Direction | Start with the line containing "Prompt: place one marker on each instance of the number" and write out each line through the end of the listing, exactly as given.

Data records |
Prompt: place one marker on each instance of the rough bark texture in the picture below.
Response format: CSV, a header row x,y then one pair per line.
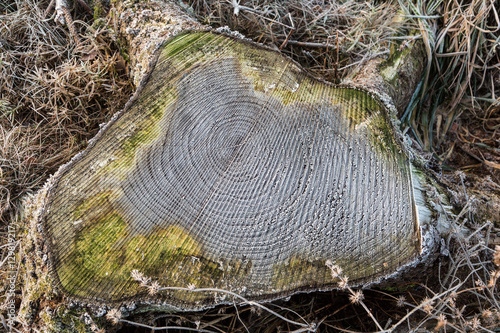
x,y
394,79
147,25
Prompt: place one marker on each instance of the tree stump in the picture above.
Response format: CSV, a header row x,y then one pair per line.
x,y
232,168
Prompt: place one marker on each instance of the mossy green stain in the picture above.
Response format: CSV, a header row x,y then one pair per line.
x,y
107,251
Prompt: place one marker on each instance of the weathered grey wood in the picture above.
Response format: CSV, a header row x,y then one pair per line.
x,y
232,168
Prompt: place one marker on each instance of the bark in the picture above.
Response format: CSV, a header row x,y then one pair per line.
x,y
144,27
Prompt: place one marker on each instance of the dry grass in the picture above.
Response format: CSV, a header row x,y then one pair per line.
x,y
53,92
463,298
327,37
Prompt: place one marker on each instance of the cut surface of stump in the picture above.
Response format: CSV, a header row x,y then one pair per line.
x,y
232,168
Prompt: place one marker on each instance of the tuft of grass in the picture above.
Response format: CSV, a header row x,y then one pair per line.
x,y
328,37
54,93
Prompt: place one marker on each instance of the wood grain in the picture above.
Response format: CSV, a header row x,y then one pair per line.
x,y
232,168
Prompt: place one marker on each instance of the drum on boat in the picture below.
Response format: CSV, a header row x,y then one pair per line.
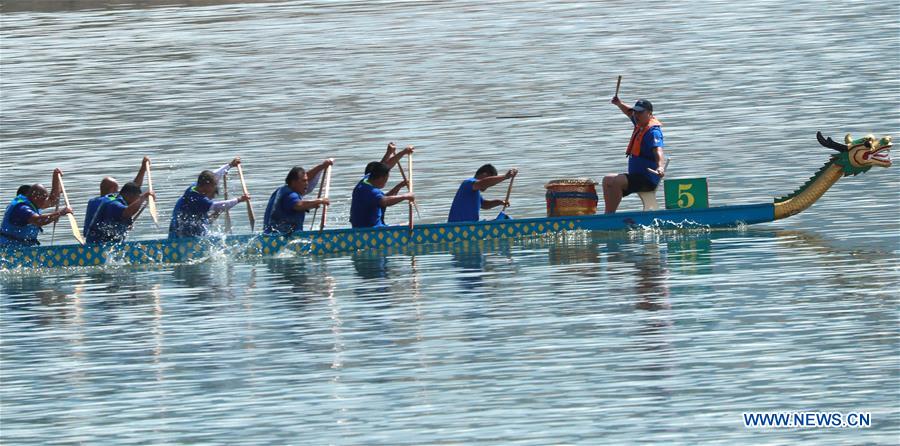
x,y
569,197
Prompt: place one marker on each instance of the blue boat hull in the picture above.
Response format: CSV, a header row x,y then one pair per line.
x,y
391,239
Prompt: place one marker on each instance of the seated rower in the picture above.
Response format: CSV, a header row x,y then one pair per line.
x,y
190,218
368,203
391,158
468,201
109,186
113,218
287,209
22,220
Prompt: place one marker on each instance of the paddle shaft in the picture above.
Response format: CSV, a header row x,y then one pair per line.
x,y
151,202
403,174
312,224
249,206
409,184
53,233
75,231
508,191
227,212
327,185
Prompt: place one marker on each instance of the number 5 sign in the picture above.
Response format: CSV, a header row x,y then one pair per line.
x,y
687,193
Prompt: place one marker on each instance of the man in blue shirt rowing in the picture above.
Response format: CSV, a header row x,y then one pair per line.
x,y
114,216
369,201
468,201
22,220
109,186
190,218
287,208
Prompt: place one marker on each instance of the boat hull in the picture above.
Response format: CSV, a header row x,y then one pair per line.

Solution for this exercise |
Prompt: place one marker on each instance of the number 5 sign in the picture above.
Response format: CSV, a header row x,y then one pair per line.
x,y
687,193
Prompt: place one marker on each instance of the man in blue shirt rowing in the picture above.
Response format: CSV, a header row x,y then one pair per line.
x,y
114,216
369,201
468,201
22,220
109,186
190,218
287,208
Prompt: place one marker on each instance of the boat hull in the picture above.
Response format: CSV, a header row x,y then one pair per line.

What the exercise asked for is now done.